Stated task:
Please quote only the lines that start at the one with "of the church" and go on to the last line of the data, both ends kept.

(Point placement records)

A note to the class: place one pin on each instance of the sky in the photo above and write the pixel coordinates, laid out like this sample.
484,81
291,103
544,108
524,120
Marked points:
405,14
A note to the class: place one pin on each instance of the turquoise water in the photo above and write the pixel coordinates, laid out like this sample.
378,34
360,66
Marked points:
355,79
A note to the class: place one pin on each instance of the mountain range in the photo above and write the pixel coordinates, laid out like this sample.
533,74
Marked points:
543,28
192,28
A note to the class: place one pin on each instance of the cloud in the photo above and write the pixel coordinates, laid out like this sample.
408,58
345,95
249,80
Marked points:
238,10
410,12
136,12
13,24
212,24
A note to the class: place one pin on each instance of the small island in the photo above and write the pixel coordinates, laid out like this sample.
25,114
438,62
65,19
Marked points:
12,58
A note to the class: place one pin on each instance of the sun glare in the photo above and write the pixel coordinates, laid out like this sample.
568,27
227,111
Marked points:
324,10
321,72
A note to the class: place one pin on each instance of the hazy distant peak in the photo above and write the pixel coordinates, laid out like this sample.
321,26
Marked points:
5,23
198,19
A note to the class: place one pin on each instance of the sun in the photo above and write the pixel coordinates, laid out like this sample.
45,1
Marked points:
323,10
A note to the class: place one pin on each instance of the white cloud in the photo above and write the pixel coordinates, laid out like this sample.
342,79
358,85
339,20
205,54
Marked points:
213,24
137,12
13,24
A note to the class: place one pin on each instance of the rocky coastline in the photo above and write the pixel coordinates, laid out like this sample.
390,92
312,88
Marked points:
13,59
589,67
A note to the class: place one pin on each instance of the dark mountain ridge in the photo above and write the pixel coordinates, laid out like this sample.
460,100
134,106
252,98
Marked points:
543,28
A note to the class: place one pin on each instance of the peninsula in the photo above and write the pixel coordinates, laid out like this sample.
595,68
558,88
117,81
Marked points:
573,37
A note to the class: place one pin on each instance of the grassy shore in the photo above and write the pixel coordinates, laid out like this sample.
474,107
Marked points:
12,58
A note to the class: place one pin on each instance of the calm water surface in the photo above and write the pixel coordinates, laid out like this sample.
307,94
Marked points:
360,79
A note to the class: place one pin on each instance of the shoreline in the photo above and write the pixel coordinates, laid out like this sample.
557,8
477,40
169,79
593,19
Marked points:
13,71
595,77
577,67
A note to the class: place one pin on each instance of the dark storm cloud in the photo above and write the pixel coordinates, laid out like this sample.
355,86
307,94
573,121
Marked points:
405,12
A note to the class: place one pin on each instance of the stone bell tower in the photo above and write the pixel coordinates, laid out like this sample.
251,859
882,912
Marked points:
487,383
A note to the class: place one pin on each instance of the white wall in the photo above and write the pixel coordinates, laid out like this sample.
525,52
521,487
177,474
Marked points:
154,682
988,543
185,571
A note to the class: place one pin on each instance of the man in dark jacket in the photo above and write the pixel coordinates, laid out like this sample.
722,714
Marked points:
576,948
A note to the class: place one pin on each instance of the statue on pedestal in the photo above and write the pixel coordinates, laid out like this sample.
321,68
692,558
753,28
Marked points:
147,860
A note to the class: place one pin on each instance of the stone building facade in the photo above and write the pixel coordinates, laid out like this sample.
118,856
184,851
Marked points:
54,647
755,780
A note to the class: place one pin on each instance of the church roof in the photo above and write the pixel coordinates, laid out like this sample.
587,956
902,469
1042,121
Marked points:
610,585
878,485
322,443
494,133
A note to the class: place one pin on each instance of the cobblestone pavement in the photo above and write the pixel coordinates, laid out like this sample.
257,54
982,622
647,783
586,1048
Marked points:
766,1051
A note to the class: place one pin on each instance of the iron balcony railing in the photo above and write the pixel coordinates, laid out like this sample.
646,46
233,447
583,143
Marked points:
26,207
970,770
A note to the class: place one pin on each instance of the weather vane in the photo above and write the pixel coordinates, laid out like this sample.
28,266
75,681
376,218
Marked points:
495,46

Output below:
A note to the class: place one pin on each instance of the church roof in the photo above and write the pixel coordinates, laid out like this sample.
587,956
902,469
1042,121
Marked points:
610,585
878,485
322,443
494,133
A note to the class: place one pin on each instance of the cobblestone pavement in the photo above and write the pixel coordinates, laid out like this sample.
257,54
982,622
647,783
586,1048
Marked points:
766,1051
A note to the class: place one pin on each instance of the iron balcony railing in the photo above and write the pixel coordinates, laid out like this sample.
646,46
233,447
583,143
Marked points:
26,207
970,770
A note to the class: place one pin on each instance of the weather vane in the photo above and write the pixel coordinates, laid out like this sample.
28,266
75,681
376,218
Marked points:
495,46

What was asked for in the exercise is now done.